## Richieste
(1) Ricopia dall'estratto sul marketing tutto ciò che va da "Restando sul generale, peraltro, è" giù fino a "pubblico in generale.".
(2) Traduci in inglese questa frase dell'estratto sul marketing: "In quanto tale non è buono o cattivo, ma di sicuro è efficace e perciò richiede attenzione e controlli."
++++ Estratto
Esistono molti approcci al marketing, sia teorici, che professionali. Ciò dipende da questioni culturali, ad esempio in Europa abbiamo un’idea del rapporto tra economia e società che è un po’ diversa da quella Americana che – non dimentichiamolo – è la matrice culturale di provenienza di questa materia. E poi esistono settori di attività in cui il marketing deve essere declinato in modi diversi, ad esempio nei mercati business-to-business in cui si vende il prodotto ad altre imprese questa attività assume contorni diversi rispetto ai mercati business-to-consumer dove si vende agli utilizzatori finali, cioè ai cittadini.
Restando sul generale, peraltro, è utile fare riferimento alla definizione dell’American Marketing Association e cioè la più antica e più ampia comunità scientifica di studiosi di marketing: il marketing consiste nell’insieme di attività, istituzioni e processi necessari alla creazione, comunicazione, consegna e scambio di beni che hanno valore per acquirenti, clienti, partner, e per la società in generale (https://www.ama.org/AboutAMA/Pages/Definition-of-Marketing.aspx). In sostanza, all’interno delle imprese il marketing è quell’attività e quel gruppo di persone che tengono i rapporti con il mercato, valorizzando i prodotti e i servizi che l’impresa offre nei confronti della clientela e del pubblico in generale.

Purtroppo esiste anche un’accezione negativa per questo termine. Spesso a causa di pratiche scorrette di vendita o di pubblicità ingannevoli, il marketing acquisisce un valore negativo. Qual è il Suo parere a riguardo?
Come dicevamo all’inizio, il marketing è uno strumento che può essere usato da imprese e istituzioni per perseguire i propri obiettivi. In quanto tale non è buono o cattivo, ma di sicuro è efficace e perciò richiede attenzione e controlli. In alcuni settori è necessario osservare con attenzione ciò che fanno le imprese per evitare effetti negativi per i cittadini e per la collettività. Non si tratta solo di individuare le pratiche scorrette o la pubblicità ingannevole, peraltro oggetto di monitoraggio da parte dell’Autorità Antitrust (http://www.agcm.it). Esiste un problema di ordine superiore relativo alla dimensione etica del business e dell’economia: gli agenti economici “dovrebbero” lavorare per il bene delle persone e delle comunità al di là della legge, facendo proprie le necessità e i reali bisogni dei consumatori e cercando di soddisfarli con un profitto ragionevole. Questa dimensione è particolarmente rilevante nei settori critici: tabacco e derivati, vino e alcolici in genere, per non parlare delle industrie collegate ai settori militari.
++++++++
++++ Voci del dataset
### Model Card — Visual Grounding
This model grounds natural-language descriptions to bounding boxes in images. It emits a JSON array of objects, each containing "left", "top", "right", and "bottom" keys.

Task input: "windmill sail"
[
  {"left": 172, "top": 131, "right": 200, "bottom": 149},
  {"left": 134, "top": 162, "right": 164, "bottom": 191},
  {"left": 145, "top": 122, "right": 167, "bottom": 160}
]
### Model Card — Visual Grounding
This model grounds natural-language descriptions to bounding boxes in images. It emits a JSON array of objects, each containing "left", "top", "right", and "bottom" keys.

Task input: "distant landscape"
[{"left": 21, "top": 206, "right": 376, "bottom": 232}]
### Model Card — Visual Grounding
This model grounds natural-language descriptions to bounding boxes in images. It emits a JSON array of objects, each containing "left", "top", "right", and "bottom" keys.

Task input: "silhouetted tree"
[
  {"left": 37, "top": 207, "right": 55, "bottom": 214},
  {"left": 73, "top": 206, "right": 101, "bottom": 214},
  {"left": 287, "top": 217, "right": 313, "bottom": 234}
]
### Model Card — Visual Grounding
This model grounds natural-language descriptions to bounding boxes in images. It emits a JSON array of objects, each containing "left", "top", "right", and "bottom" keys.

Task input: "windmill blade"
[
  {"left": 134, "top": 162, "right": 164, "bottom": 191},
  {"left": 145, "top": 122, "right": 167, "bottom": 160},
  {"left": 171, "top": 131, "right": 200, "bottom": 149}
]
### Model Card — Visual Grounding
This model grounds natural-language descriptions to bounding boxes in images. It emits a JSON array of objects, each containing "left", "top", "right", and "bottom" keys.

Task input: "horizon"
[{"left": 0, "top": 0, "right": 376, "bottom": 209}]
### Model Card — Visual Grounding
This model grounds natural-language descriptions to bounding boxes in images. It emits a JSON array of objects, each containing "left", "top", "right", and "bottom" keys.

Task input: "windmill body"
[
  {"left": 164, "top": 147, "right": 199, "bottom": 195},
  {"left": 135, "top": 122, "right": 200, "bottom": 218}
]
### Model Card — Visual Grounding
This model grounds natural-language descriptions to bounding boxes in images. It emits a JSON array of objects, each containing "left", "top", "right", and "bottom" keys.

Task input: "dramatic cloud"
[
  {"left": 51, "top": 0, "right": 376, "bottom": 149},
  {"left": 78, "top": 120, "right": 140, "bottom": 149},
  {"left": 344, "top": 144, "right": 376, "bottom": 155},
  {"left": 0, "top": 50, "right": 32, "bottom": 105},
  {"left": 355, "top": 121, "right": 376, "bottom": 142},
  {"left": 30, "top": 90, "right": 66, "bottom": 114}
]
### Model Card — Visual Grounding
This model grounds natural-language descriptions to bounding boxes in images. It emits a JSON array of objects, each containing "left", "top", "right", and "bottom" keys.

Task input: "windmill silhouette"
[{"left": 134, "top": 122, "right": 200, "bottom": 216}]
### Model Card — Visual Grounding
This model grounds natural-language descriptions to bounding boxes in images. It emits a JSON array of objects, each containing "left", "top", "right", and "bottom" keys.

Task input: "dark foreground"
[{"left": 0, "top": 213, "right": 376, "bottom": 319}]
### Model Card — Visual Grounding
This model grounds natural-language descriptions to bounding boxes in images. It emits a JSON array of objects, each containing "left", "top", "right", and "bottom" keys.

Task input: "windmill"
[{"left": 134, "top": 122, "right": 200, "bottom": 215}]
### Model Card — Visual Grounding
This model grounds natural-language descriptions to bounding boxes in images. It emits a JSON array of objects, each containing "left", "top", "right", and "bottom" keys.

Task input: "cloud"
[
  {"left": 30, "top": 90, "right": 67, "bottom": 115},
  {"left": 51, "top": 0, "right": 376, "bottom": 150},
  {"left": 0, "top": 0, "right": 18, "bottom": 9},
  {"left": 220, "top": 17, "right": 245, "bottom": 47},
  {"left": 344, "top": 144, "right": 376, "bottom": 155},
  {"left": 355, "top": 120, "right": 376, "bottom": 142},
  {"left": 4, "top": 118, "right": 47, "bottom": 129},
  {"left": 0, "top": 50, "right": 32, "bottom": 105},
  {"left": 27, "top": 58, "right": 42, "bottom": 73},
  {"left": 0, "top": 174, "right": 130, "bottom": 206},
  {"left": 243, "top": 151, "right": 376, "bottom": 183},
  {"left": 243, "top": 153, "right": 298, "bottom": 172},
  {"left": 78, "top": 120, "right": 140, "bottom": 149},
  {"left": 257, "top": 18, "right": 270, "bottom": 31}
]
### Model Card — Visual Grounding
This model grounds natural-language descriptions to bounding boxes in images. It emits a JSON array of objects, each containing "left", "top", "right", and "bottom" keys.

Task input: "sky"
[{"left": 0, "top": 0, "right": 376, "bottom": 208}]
++++++++
++++ Voci del dataset
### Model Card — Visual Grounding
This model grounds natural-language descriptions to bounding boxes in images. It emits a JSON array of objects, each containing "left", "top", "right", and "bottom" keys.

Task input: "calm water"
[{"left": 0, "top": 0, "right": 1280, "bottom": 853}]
++++++++
## Risultati
(1)
Restando sul generale, peraltro, è utile fare riferimento alla definizione dell’American Marketing Association e cioè la più antica e più ampia comunità scientifica di studiosi di marketing: il marketing consiste nell’insieme di attività, istituzioni e processi necessari alla creazione, comunicazione, consegna e scambio di beni che hanno valore per acquirenti, clienti, partner, e per la società in generale (https://www.ama.org/AboutAMA/Pages/Definition-of-Marketing.aspx). In sostanza, all’interno delle imprese il marketing è quell’attività e quel gruppo di persone che tengono i rapporti con il mercato, valorizzando i prodotti e i servizi che l’impresa offre nei confronti della clientela e del pubblico in generale.

(2) As such, it is neither good nor bad, but it is certainly effective and therefore requires attention and checks.